本文抜粋:
海や森などの自然環境を生業・生活の場とする人々は、安全かつ効率的に自然環境を利用できるようにその知識や技術を習得、適応してきたが、これらは人々の自然観や環境認識を基盤としつつ複雑に形成されてきた。
本発表で対象とするサマSamaあるいはバジャウBajauとよばれる人々(以下、サマ人)は、フィリピン南部、マレーシア・サバ州、インドネシア東部を中心に東南アジア島嶼部3ヵ国にまたがって拡散居住する海民集団である。
サマ人については、歴史的形成過程や社会的側面に焦点が当てられて論じられてきたが、漁撈活動や環境認識にする実証的研究はサンゴ礁や汀線帯を実践空間とする一部の事例に限られる。
彼らが多様な沿岸環境を有する東南アジア島嶼部に分散していることや、定住化を経て生業・生活環境が変化してきたことを考慮すると、これはサマ人の環境認識を代表するとは言いがたい。
自然環境の認識を分析する主たるものに民俗分類学的手法が挙げられるが、ここでは生物や自然物(無機物を含む)、空間がそれぞれ独立して取り出される傾向があり、また対象空間の生態学的・地理的条件にも偏りがあるため、漁撈における環境認識の総合的理解には限界があった。

データ:
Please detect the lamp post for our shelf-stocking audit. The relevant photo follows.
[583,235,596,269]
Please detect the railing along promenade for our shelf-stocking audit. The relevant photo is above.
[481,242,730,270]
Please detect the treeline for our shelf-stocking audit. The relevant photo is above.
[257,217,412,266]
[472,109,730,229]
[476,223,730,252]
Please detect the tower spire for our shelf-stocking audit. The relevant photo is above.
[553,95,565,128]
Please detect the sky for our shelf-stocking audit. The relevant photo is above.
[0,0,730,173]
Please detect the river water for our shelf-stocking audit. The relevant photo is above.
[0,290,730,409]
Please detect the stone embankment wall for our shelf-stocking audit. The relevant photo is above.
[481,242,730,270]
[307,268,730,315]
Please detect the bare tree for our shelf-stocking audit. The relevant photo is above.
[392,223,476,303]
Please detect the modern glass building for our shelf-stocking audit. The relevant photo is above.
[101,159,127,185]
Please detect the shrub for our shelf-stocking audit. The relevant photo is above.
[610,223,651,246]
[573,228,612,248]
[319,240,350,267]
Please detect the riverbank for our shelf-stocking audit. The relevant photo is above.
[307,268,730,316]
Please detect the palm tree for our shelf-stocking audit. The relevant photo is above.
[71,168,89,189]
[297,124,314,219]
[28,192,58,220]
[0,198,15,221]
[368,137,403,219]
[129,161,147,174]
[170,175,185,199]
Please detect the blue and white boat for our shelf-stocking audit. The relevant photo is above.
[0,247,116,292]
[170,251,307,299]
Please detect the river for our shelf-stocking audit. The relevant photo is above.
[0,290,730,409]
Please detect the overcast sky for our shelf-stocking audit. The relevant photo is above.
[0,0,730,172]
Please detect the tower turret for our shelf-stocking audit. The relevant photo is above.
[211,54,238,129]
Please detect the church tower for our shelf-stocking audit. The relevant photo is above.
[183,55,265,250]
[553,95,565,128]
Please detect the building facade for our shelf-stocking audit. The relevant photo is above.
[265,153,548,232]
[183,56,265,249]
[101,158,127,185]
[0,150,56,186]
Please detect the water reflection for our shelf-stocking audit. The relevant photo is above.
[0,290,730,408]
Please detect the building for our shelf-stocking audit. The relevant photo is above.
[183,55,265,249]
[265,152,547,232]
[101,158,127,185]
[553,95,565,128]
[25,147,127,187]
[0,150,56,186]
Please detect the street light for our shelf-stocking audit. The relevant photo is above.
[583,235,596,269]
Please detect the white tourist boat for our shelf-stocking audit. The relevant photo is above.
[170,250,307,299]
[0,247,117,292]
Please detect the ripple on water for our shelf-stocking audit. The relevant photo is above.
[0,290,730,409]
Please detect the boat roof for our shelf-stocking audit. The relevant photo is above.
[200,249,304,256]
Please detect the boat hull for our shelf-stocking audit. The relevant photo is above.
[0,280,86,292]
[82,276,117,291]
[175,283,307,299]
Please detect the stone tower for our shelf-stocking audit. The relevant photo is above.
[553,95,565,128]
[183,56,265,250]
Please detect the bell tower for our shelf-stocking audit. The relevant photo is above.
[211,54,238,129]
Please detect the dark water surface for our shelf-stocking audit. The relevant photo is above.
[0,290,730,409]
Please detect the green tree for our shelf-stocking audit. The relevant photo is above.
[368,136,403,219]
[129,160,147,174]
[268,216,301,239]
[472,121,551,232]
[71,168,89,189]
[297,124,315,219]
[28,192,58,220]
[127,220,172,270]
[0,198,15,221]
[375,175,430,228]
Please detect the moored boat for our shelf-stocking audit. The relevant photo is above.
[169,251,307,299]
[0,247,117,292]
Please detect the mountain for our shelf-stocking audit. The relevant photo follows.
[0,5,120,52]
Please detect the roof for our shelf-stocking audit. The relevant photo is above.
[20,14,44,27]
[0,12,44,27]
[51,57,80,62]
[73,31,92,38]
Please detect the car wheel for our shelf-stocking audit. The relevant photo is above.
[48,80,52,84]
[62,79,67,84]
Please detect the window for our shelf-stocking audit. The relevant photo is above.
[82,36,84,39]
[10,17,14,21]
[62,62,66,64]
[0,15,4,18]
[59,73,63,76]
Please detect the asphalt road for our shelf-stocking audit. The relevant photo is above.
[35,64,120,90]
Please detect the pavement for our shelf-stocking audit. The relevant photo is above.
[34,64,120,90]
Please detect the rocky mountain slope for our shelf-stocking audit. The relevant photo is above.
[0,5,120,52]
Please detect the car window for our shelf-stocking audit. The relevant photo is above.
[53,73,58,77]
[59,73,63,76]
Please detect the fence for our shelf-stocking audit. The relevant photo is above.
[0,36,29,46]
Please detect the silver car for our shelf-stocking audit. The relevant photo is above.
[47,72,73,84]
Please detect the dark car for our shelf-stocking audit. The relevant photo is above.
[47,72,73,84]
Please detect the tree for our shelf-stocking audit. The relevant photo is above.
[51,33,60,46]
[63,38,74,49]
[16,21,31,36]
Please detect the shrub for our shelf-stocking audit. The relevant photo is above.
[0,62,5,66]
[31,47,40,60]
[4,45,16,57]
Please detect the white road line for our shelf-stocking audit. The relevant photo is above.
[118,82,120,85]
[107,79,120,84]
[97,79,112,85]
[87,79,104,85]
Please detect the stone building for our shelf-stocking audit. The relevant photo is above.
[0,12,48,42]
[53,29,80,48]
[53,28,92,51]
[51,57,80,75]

課題内容:
次の(a)〜(c)が本文抜粋と合っているかを「はい」か「いいえ」で答え、決め手となる本文抜粋の語句をそのまま引用すること。
(a) サマ人は、フィリピン南部、マレーシア・サバ州、インドネシア東部を中心に居住している。
(b) 民俗分類学的手法では、生物や自然物、空間がひとまとまりとして扱われる傾向がある。
(c) サマ人は、東南アジア島嶼部の5ヵ国にまたがって居住している。

解答例:
(a) はい。「フィリピン南部、マレーシア・サバ州、インドネシア東部を中心に」
(b) いいえ。「生物や自然物(無機物を含む)、空間がそれぞれ独立して取り出される傾向があり」
(c) いいえ。「東南アジア島嶼部3ヵ国にまたがって拡散居住する」